* [Excerto selecionado]:

..........

VB – Nessa altura tivemos a sorte de apanhar Carlos Queiroz, que foi extremamente importante no crescimento da geração que elevou Portugal ao topo. Tivemos sorte de apanhá-lo nessa fase, em que ajudou-nos a potenciar qualidades individuais e coletivas.
R – Fez agora 20 anos que chegou à Seleção (19/12/1990)...
VB – Foi com os Estados Unidos, na Maia, num jogo em que entrei ao intervalo para o lugar do Silvino, que viria a ser meu treinador no FC Porto e na Seleção. Ganhámos 1-0, com golo do Domingos. O selecionador era o Artur Jorge. Guardo memórias incríveis desse jogo, porque representou a concretização de mais um sonho – o primeiro era jogar no FC Porto. Aos 21 anos estava a andar bem.
R – Começou aí a geração de ouro...
VB – Sim, é verdade. E foi mesmo uma geração de ouro, composta por jogadores extraordinários, que atingiram nível sublime um pouco por toda a parte do Mundo. Daí resulta a frustração de não termos conseguido, enquanto Seleção, uma grande vitória para o futebol português. Foi pena, porque não vai ser fácil reunir um lote tão bom de jogadores como era aquele.
R – O mais próximo que esteve de uma grande conquista foi em 2004...
VB – Sim, nessa altura já sem mim. Foi uma oportunidade de ouro que se perdeu e não sei se vamos ter outra igual. Para lá da qualidade dos jogadores, ainda havia a confiança inerente ao facto de o FC Porto ter acabado de vencer a Liga dos Campeões. Cair duas vezes aos pés da Grécia, derrotados numa final disputada em casa, foi golpe duríssimo para a autoestima do povo. Quase tão duro, e não quero ser mal interpretado, quanto termos ficado na fase de grupos na Coreia.
R – Já percebeu, ao fim destes anos todos, por que falhou esse Europeu?
VB – Não, não entendo e nunca me explicaram. A ausência do Euro’2004 é o enigma da minha carreira. Palavra de honra que não faço ideia. Estive com o senhor Scolari num jogo de beneficência e o relacionamento foi cordial, simpático, educado... Custa-me pensar que houvesse um motivo de força maior para ter sido afastado. As pessoas fingem bem ou então não sei.
R – Terá sido mau comportamento?
VB – Isso não foi de certeza. Nunca tive na Seleção um único caso de indisciplina com funcionários, treinadores, dirigentes, colegas. E quando falo em Seleção falo de todos os escalões. Eu não conhecia Scolari e ele não me conhecia a mim – podia conhecer-me como jogador, mas nem isso eu sei se era verdade. Nunca nos desentendemos...

..........

* [Entradas de anotação de regiões]:

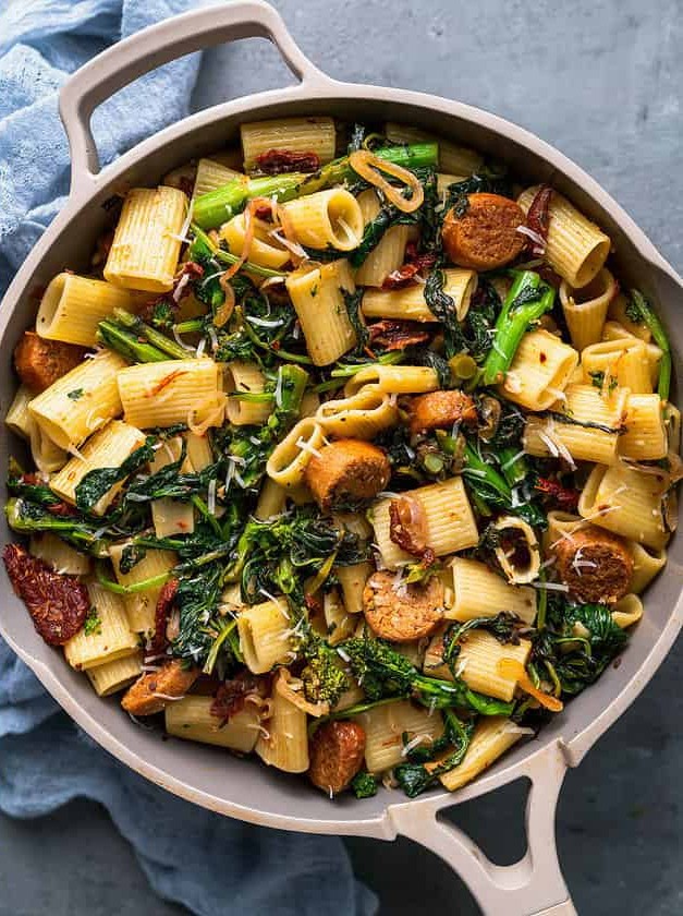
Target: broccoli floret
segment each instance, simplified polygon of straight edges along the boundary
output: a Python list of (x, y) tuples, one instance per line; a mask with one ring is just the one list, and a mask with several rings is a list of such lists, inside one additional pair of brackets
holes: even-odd
[(356, 773), (351, 780), (351, 790), (356, 798), (371, 798), (377, 795), (377, 780), (371, 773)]

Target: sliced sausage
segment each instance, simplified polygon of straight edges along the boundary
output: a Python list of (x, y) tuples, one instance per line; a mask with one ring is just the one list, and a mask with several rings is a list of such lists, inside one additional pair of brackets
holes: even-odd
[(310, 739), (308, 776), (328, 795), (343, 792), (363, 766), (365, 731), (357, 722), (326, 722)]
[(35, 628), (49, 646), (63, 646), (78, 632), (90, 610), (86, 587), (77, 576), (56, 572), (19, 544), (8, 544), (2, 558)]
[(373, 631), (382, 639), (422, 639), (443, 619), (443, 582), (432, 576), (426, 584), (397, 586), (395, 572), (374, 572), (363, 589), (363, 611)]
[(411, 399), (411, 432), (450, 430), (454, 423), (476, 423), (477, 409), (464, 391), (429, 391)]
[(121, 706), (132, 715), (154, 715), (168, 702), (184, 697), (200, 674), (198, 667), (185, 667), (180, 659), (164, 662), (159, 671), (141, 675), (129, 687)]
[(14, 348), (14, 366), (24, 385), (35, 395), (83, 362), (85, 348), (61, 340), (48, 340), (25, 330)]
[(391, 466), (381, 448), (359, 439), (326, 445), (306, 467), (306, 483), (322, 511), (339, 504), (373, 499), (390, 477)]
[(526, 238), (517, 227), (525, 224), (524, 210), (515, 201), (500, 194), (469, 194), (462, 216), (454, 208), (447, 213), (443, 246), (453, 264), (493, 270), (521, 253)]
[(561, 538), (552, 550), (558, 575), (577, 601), (611, 604), (627, 593), (633, 556), (615, 534), (589, 525)]

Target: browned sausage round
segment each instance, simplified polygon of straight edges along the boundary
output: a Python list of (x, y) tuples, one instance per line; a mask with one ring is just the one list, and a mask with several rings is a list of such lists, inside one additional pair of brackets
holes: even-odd
[(374, 572), (363, 590), (365, 619), (377, 636), (391, 642), (412, 642), (429, 636), (443, 619), (443, 582), (395, 588), (394, 572)]
[(306, 467), (306, 483), (324, 511), (339, 503), (371, 499), (390, 477), (391, 466), (381, 448), (359, 439), (326, 445)]
[(450, 430), (454, 423), (476, 423), (477, 410), (464, 391), (430, 391), (412, 398), (408, 413), (411, 432)]
[(35, 395), (45, 391), (53, 382), (83, 362), (85, 350), (61, 340), (47, 340), (33, 330), (14, 349), (14, 365), (19, 377)]
[(469, 194), (462, 216), (450, 209), (443, 220), (443, 248), (461, 267), (492, 270), (513, 261), (525, 238), (517, 232), (525, 225), (522, 208), (500, 194)]
[(309, 754), (310, 782), (337, 795), (363, 766), (365, 732), (357, 722), (326, 722), (310, 739)]
[(132, 715), (154, 715), (169, 701), (184, 697), (200, 674), (198, 667), (185, 667), (184, 664), (180, 659), (171, 659), (159, 671), (141, 675), (124, 694), (123, 709)]
[(552, 547), (560, 579), (577, 601), (611, 604), (629, 591), (633, 556), (615, 534), (589, 525)]

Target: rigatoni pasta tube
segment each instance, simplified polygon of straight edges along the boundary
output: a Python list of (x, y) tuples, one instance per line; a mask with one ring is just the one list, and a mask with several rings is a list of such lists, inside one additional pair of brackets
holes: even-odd
[[(209, 359), (127, 366), (118, 376), (126, 422), (142, 430), (172, 426), (216, 410), (220, 405), (219, 371), (218, 363)], [(221, 419), (217, 414), (211, 425), (220, 425)]]
[(105, 279), (148, 292), (173, 289), (186, 213), (187, 197), (175, 188), (129, 191), (105, 265)]
[[(223, 372), (223, 387), (228, 393), (225, 419), (234, 426), (258, 425), (270, 417), (272, 399), (248, 400), (248, 395), (261, 395), (266, 387), (264, 373), (255, 363), (228, 363)], [(241, 399), (240, 395), (246, 395), (247, 399)]]
[(664, 406), (659, 395), (630, 395), (626, 431), (619, 437), (619, 454), (632, 461), (657, 461), (669, 450)]
[(361, 244), (363, 214), (356, 198), (343, 188), (317, 191), (281, 206), (302, 245), (353, 251)]
[[(417, 499), (427, 522), (427, 545), (437, 556), (464, 551), (478, 543), (477, 526), (462, 478), (410, 490), (405, 496)], [(385, 566), (395, 569), (412, 563), (411, 554), (393, 543), (390, 537), (389, 506), (391, 497), (381, 499), (371, 509), (375, 543)]]
[[(62, 499), (75, 505), (76, 487), (86, 474), (99, 468), (118, 468), (144, 443), (144, 434), (135, 426), (122, 423), (120, 420), (112, 420), (86, 442), (80, 455), (71, 458), (61, 471), (53, 474), (50, 479), (50, 490)], [(90, 511), (95, 515), (103, 515), (123, 483), (124, 481), (120, 481), (108, 490), (90, 507)]]
[(168, 703), (164, 710), (166, 731), (176, 738), (202, 744), (217, 745), (251, 754), (256, 745), (260, 720), (256, 707), (246, 703), (244, 709), (233, 713), (227, 722), (211, 713), (212, 697), (183, 697)]
[(547, 410), (562, 395), (578, 353), (547, 330), (527, 332), (500, 386), (508, 400), (528, 410)]
[(617, 281), (606, 268), (582, 289), (573, 289), (566, 280), (562, 281), (560, 302), (572, 345), (578, 351), (600, 340), (607, 309), (615, 293)]
[(334, 158), (337, 132), (332, 118), (276, 118), (240, 125), (245, 171), (258, 166), (258, 157), (279, 153), (315, 153), (321, 166)]
[(304, 479), (312, 455), (319, 455), (325, 435), (312, 417), (298, 423), (278, 443), (266, 463), (266, 473), (280, 486), (292, 487)]
[[(505, 716), (484, 716), (477, 722), (463, 762), (439, 776), (441, 785), (449, 792), (461, 788), (495, 763), (521, 738), (533, 734), (530, 728), (522, 728)], [(426, 766), (429, 769), (430, 764)]]
[[(109, 558), (120, 586), (137, 586), (149, 579), (157, 579), (166, 572), (170, 572), (178, 563), (178, 555), (173, 551), (148, 550), (130, 572), (122, 572), (121, 557), (125, 546), (125, 544), (112, 544), (109, 547)], [(155, 631), (155, 612), (159, 592), (162, 588), (163, 581), (144, 591), (130, 592), (123, 596), (129, 624), (134, 632), (142, 632), (147, 636)]]
[(306, 713), (273, 690), (271, 715), (256, 742), (256, 754), (264, 763), (285, 773), (304, 773), (308, 769), (308, 734)]
[(663, 474), (596, 465), (581, 494), (578, 513), (614, 534), (661, 550), (669, 540), (661, 510), (664, 485)]
[(237, 634), (244, 664), (254, 674), (265, 674), (277, 664), (290, 661), (290, 620), (283, 598), (242, 611)]
[(375, 707), (361, 713), (358, 722), (365, 731), (365, 764), (370, 773), (383, 773), (401, 763), (408, 742), (419, 737), (420, 744), (430, 747), (443, 731), (438, 712), (430, 714), (410, 700)]
[(58, 274), (42, 293), (36, 317), (40, 337), (95, 347), (97, 325), (114, 309), (130, 310), (130, 292), (102, 280)]
[[(565, 449), (576, 461), (613, 465), (619, 460), (627, 389), (618, 387), (602, 394), (591, 385), (568, 385), (564, 396), (556, 417), (527, 419), (524, 450), (542, 458), (558, 457)], [(561, 420), (562, 414), (566, 422)]]
[[(380, 206), (377, 193), (368, 188), (357, 197), (365, 226), (373, 221)], [(389, 274), (397, 270), (405, 260), (408, 227), (402, 224), (390, 226), (379, 242), (357, 268), (355, 280), (358, 286), (381, 287)]]
[(113, 662), (137, 650), (137, 636), (129, 626), (121, 598), (95, 582), (88, 584), (88, 593), (97, 625), (88, 632), (83, 627), (64, 643), (66, 661), (76, 671)]
[(60, 448), (80, 446), (121, 413), (118, 377), (125, 366), (118, 353), (97, 353), (35, 397), (28, 410)]
[(142, 652), (134, 652), (123, 659), (114, 659), (113, 662), (105, 662), (87, 670), (88, 678), (98, 697), (119, 694), (137, 680), (142, 673)]
[[(538, 191), (536, 185), (520, 195), (517, 203), (524, 213), (528, 213)], [(546, 260), (570, 286), (586, 286), (607, 261), (609, 237), (557, 191), (550, 198), (548, 215)]]
[[(477, 275), (464, 267), (443, 270), (443, 292), (453, 300), (458, 321), (462, 322), (469, 310), (469, 302), (477, 288)], [(358, 282), (362, 280), (356, 274)], [(412, 284), (403, 289), (367, 289), (363, 294), (361, 311), (366, 318), (397, 318), (413, 322), (436, 322), (427, 305), (424, 284)]]
[(505, 611), (529, 626), (536, 617), (536, 590), (511, 586), (485, 563), (456, 556), (451, 561), (453, 603), (444, 616), (452, 620), (495, 617)]
[(294, 270), (285, 285), (315, 365), (329, 365), (355, 347), (356, 333), (343, 294), (343, 290), (355, 291), (349, 262)]
[(325, 401), (316, 411), (316, 421), (326, 434), (338, 438), (374, 438), (394, 426), (399, 409), (388, 391), (378, 385), (365, 385), (349, 398)]

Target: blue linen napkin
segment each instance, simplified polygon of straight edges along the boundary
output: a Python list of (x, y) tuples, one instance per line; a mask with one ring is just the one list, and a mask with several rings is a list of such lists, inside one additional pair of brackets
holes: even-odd
[[(192, 0), (0, 0), (0, 294), (69, 190), (57, 92), (69, 73)], [(93, 125), (102, 162), (187, 112), (199, 57), (147, 74)], [(147, 783), (59, 711), (0, 640), (0, 808), (38, 817), (75, 797), (105, 805), (155, 890), (197, 914), (376, 913), (341, 841), (209, 813)]]

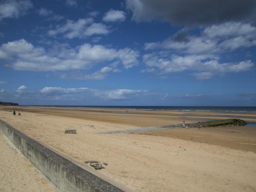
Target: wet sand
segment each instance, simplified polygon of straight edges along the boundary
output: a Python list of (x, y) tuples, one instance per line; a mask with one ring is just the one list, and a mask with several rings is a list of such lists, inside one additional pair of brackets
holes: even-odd
[(256, 153), (256, 127), (232, 126), (160, 130), (139, 133), (178, 138)]
[(56, 192), (0, 132), (0, 191)]
[[(16, 107), (21, 111), (21, 117), (12, 114), (13, 107), (2, 107), (1, 119), (126, 191), (256, 190), (256, 153), (252, 147), (256, 143), (255, 128), (98, 133), (181, 123), (184, 116), (201, 121), (222, 114)], [(228, 115), (256, 119), (254, 114)], [(77, 134), (60, 131), (69, 128), (76, 129)], [(96, 171), (84, 163), (92, 160), (108, 165), (102, 164), (105, 168)]]

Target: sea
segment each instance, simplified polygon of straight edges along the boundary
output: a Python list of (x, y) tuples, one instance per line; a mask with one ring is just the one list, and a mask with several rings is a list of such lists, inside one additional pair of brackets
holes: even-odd
[(238, 113), (256, 113), (255, 107), (213, 107), (213, 106), (62, 106), (40, 105), (30, 106), (47, 106), (52, 107), (72, 107), (78, 108), (106, 108), (124, 109), (126, 110), (142, 110), (152, 111), (176, 111), (183, 112), (209, 111)]

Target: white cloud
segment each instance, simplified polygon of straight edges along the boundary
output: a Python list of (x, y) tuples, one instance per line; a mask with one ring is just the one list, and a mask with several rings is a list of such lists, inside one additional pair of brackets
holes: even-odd
[(45, 9), (44, 8), (41, 8), (37, 11), (38, 14), (42, 16), (47, 16), (51, 15), (53, 14), (52, 10)]
[(89, 94), (105, 100), (120, 100), (138, 97), (146, 92), (144, 90), (117, 89), (114, 90), (99, 90), (88, 88), (63, 88), (45, 87), (39, 90), (44, 96), (59, 98), (60, 96), (66, 96), (73, 98), (82, 94)]
[(91, 17), (95, 17), (98, 15), (99, 15), (100, 13), (99, 11), (92, 11), (92, 12), (90, 12), (88, 13), (88, 14), (90, 15)]
[(16, 92), (17, 92), (18, 94), (24, 93), (26, 91), (27, 88), (28, 88), (25, 86), (22, 85), (18, 88), (18, 89), (16, 90)]
[(57, 44), (46, 51), (24, 39), (0, 46), (0, 59), (16, 70), (55, 71), (89, 69), (99, 63), (120, 61), (128, 69), (138, 64), (139, 52), (131, 49), (116, 50), (84, 44), (75, 48)]
[(209, 72), (200, 72), (194, 73), (192, 75), (199, 80), (206, 80), (212, 78), (214, 74)]
[(76, 7), (77, 6), (77, 3), (75, 0), (66, 0), (66, 5), (70, 7)]
[(107, 26), (102, 23), (93, 23), (88, 27), (83, 34), (85, 36), (94, 34), (106, 35), (109, 33)]
[(62, 88), (56, 87), (45, 87), (39, 90), (39, 92), (47, 96), (60, 95), (79, 92), (84, 92), (91, 90), (86, 87), (80, 88)]
[(124, 12), (118, 10), (110, 10), (107, 12), (102, 20), (106, 22), (124, 21), (126, 17)]
[(4, 18), (18, 18), (33, 7), (29, 0), (3, 0), (0, 2), (0, 20)]
[(82, 38), (94, 34), (106, 34), (109, 32), (108, 27), (102, 23), (93, 23), (92, 18), (80, 19), (77, 21), (68, 20), (63, 25), (58, 25), (55, 29), (48, 31), (50, 36), (64, 34), (69, 39)]
[(102, 98), (108, 100), (127, 99), (132, 97), (138, 97), (146, 91), (144, 90), (118, 89), (97, 93), (96, 95)]
[(101, 37), (96, 37), (92, 38), (92, 41), (94, 43), (97, 43), (102, 38)]

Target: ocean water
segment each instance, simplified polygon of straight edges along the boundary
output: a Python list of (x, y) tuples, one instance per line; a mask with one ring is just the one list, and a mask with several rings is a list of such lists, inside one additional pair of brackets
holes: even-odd
[(80, 108), (106, 108), (138, 110), (168, 110), (183, 112), (209, 111), (238, 113), (256, 113), (256, 107), (207, 107), (207, 106), (33, 106), (52, 107), (74, 107)]

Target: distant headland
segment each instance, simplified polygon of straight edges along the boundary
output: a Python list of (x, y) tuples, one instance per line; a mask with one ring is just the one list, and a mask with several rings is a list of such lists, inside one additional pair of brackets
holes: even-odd
[(19, 104), (11, 102), (1, 102), (0, 101), (0, 105), (19, 105)]

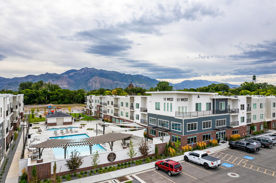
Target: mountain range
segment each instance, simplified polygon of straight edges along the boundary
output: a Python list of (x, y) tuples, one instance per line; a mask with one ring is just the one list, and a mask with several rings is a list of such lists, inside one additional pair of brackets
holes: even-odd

..........

* [Detalhes do problema]:
Segundo o excerto, qual foi o resultado do jogo com os Estados Unidos disputado na Maia? Os dados são material à parte e não têm relação com o excerto.

* [A resposta]:
Ganharam 1-0, com golo do Domingos.